■ To be done
The line containing "Question. Provide the position of each instance of the concrete" marks the start; return it and every line after it in the listing below, exactly, through the last.

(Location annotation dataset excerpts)
++++++++

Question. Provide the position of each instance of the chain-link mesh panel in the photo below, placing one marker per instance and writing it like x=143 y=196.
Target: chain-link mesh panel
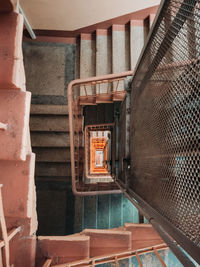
x=165 y=118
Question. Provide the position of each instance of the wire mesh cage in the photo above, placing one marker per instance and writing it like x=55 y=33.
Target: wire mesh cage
x=165 y=118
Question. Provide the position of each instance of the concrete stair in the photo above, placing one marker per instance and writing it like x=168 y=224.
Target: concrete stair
x=107 y=51
x=94 y=243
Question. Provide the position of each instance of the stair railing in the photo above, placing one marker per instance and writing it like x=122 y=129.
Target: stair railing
x=91 y=96
x=117 y=257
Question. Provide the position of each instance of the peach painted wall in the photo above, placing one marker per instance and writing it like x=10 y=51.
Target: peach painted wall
x=74 y=14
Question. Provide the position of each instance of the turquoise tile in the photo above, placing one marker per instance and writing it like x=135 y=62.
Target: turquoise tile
x=116 y=215
x=130 y=213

++++++++

■ Worked solution
Question. Provide the position of each instance of the concrete stair in the photo above, placing one marker per instance and writing it like x=168 y=224.
Target: concrete stair
x=107 y=51
x=94 y=243
Question. Provide the position of each instance of the stair railing in the photo above, placing one marker per instance and writing it like x=122 y=129.
Target: stair railing
x=91 y=96
x=117 y=257
Question. Provide the position of each instance of the peach painted wall in the photo above, placing one marker per instance and writing it like x=10 y=51.
Target: peach painted wall
x=74 y=14
Question. Provide the position of each instance of the turquoise tile in the photo above, placing one marker per instance and writing it like x=135 y=62.
Target: turquoise tile
x=116 y=215
x=130 y=213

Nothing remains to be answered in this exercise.